*Esercizio assegnato 1:*
Trascrivi fedelmente le righe dei record dalla riga che contiene "Guideline: for every instance of the blue" fino alla riga che contiene "column 331, row 388", entrambe comprese.

*Brano scelto:*
* * * * * * * * *

Che tipologia di stampa predilige?

Devo fare una distinzione del tutto personale: per esporre le mie foto scelgo stampe di dimensioni medio-grandi, diciamo dal metro quadro in su. Per questo tipo di produzioni scelgo stampe fine art su carta Hahnemühle – in particolare la Photo Rag ultra smooth – montata su dibond. Tridimensionalmente “al vivo”: senza bordi per “incastrarsi” nelle pareti che le ospiteranno e, se le condizioni di esposizione lo permettono, senza elemento frontale che ne protegga la superficie. La resa è semplicemente eccezionale: mi piace la superficie leggermente pastosa di questo tipo di tecnica che incarna perfettamente l’effetto sognante e deciso che cerco per le mie foto sia a colori che in bianco e nero.

* * * * * * * * *

*Record forniti:*

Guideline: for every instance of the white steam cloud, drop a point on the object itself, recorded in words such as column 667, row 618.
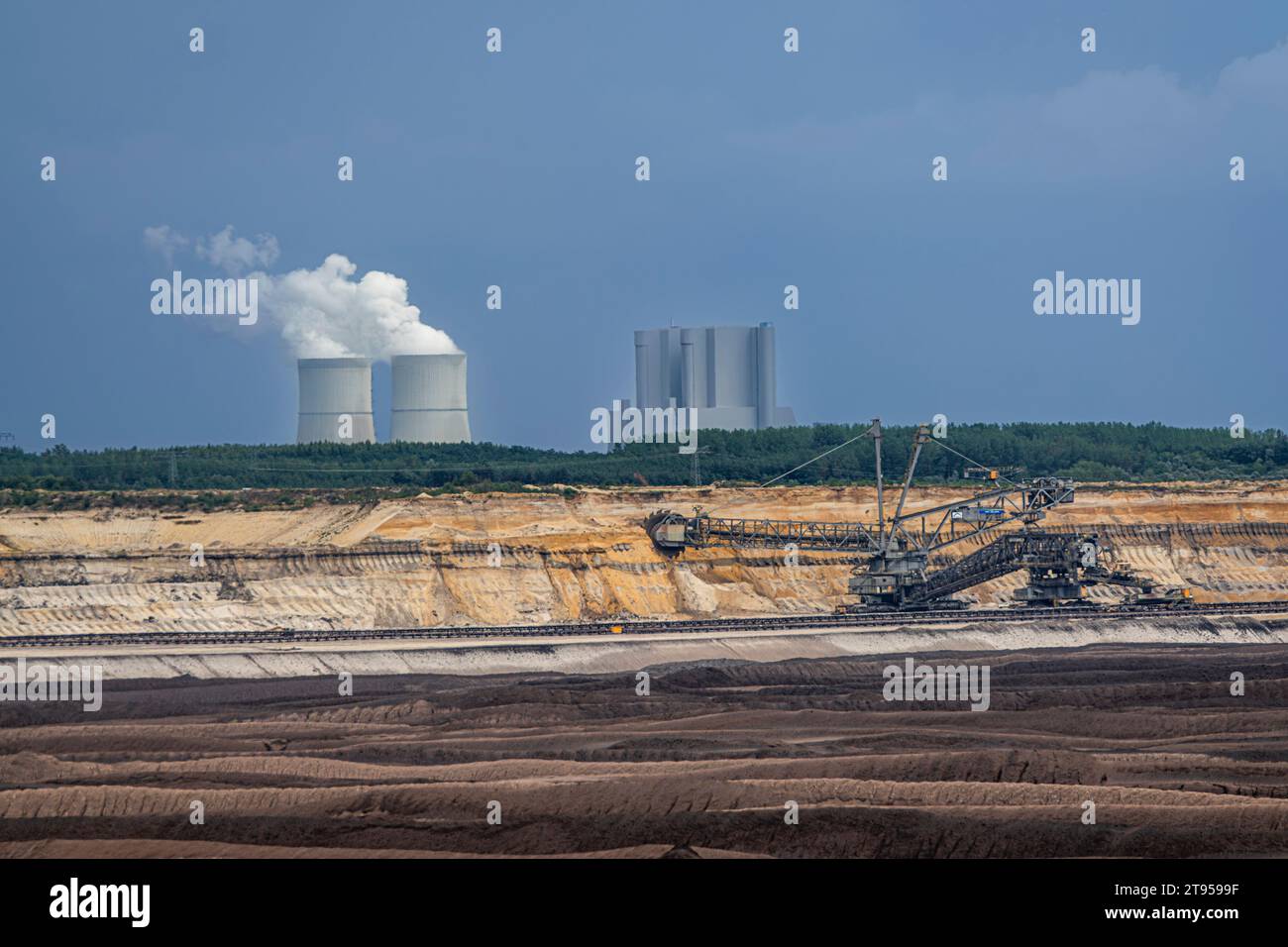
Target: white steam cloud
column 326, row 313
column 323, row 312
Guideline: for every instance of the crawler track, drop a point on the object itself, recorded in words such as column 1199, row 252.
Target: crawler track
column 635, row 628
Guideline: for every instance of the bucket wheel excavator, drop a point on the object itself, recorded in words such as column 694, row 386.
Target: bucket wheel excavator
column 893, row 556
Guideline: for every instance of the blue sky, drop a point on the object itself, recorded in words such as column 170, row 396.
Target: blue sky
column 768, row 169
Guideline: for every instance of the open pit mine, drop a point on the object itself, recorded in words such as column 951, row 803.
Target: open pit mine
column 226, row 641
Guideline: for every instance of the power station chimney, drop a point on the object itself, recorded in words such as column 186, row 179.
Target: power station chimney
column 429, row 399
column 335, row 401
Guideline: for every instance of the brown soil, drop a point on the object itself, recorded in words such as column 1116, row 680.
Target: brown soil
column 703, row 766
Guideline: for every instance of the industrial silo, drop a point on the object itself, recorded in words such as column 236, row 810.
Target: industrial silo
column 429, row 399
column 335, row 401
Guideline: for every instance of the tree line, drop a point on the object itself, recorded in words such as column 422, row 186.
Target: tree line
column 1085, row 451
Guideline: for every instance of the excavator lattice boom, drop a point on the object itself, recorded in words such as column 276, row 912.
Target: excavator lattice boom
column 893, row 554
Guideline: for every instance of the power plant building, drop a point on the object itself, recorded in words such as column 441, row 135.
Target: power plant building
column 335, row 399
column 429, row 399
column 726, row 372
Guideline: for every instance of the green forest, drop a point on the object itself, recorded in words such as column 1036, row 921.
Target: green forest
column 1089, row 453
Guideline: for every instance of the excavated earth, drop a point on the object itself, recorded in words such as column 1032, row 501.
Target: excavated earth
column 1134, row 718
column 510, row 558
column 704, row 764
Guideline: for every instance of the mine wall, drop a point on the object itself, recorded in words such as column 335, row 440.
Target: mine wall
column 610, row 573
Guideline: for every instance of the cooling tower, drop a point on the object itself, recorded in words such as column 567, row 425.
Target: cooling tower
column 429, row 399
column 331, row 388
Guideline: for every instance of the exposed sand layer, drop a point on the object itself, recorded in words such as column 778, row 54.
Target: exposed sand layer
column 706, row 763
column 428, row 561
column 608, row 655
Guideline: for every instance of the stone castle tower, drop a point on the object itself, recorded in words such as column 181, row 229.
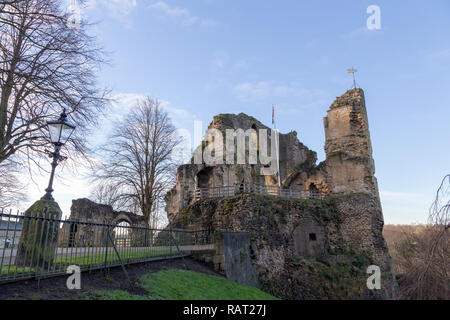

* * * * * * * * *

*Esercizio assegnato 2:*
Riporta parola per parola il passo del brano sulle stampe fotografiche da "Devo fare una" fino a "bianco e nero." incluso.

*Risposta completa 1:*
Guideline: for every instance of the blue sky, drop a point on the object itself, recorded in words such as column 170, row 396.
Target: blue sky
column 768, row 169
Guideline: for every instance of the open pit mine, drop a point on the object itself, recorded in words such as column 951, row 803.
Target: open pit mine
column 226, row 641
Guideline: for every instance of the power station chimney, drop a point on the object itself, recorded in words such as column 186, row 179.
Target: power station chimney
column 429, row 399
column 335, row 401
Guideline: for every instance of the brown soil, drop a point on the object itself, recorded in words such as column 1116, row 680.
Target: brown soil
column 703, row 766
Guideline: for every instance of the industrial silo, drop a point on the object itself, recorded in words such as column 236, row 810.
Target: industrial silo
column 429, row 399
column 335, row 401
Guideline: for every instance of the tree line, drop a point on the object itself, recorded in words such as column 422, row 186.
Target: tree line
column 1085, row 451
Guideline: for every instance of the excavator lattice boom, drop a point on the object itself, recorded in words such as column 276, row 912.
Target: excavator lattice boom
column 893, row 554
Guideline: for every instance of the power plant building, drop a point on the object itself, recorded in words such as column 441, row 135.
Target: power plant building
column 335, row 399
column 429, row 399
column 726, row 372
Guideline: for every instance of the green forest, drop a point on the object itself, recorded in words such as column 1036, row 921.
Target: green forest
column 1089, row 453
Guideline: for every instance of the excavated earth, drop a point on the object itself, recorded in words such as column 1032, row 501.
Target: excavated earth
column 1134, row 718
column 510, row 558
column 704, row 764
Guideline: for every instance of the mine wall, drop a point on the object itself, recorded in words such as column 335, row 440.
Target: mine wall
column 610, row 573
Guideline: for every instance of the cooling tower, drop a point on the object itself, recorded in words such as column 567, row 425.
Target: cooling tower
column 429, row 399
column 331, row 388

*Risposta completa 2:*
Devo fare una distinzione del tutto personale: per esporre le mie foto scelgo stampe di dimensioni medio-grandi, diciamo dal metro quadro in su. Per questo tipo di produzioni scelgo stampe fine art su carta Hahnemühle – in particolare la Photo Rag ultra smooth – montata su dibond. Tridimensionalmente “al vivo”: senza bordi per “incastrarsi” nelle pareti che le ospiteranno e, se le condizioni di esposizione lo permettono, senza elemento frontale che ne protegga la superficie. La resa è semplicemente eccezionale: mi piace la superficie leggermente pastosa di questo tipo di tecnica che incarna perfettamente l’effetto sognante e deciso che cerco per le mie foto sia a colori che in bianco e nero.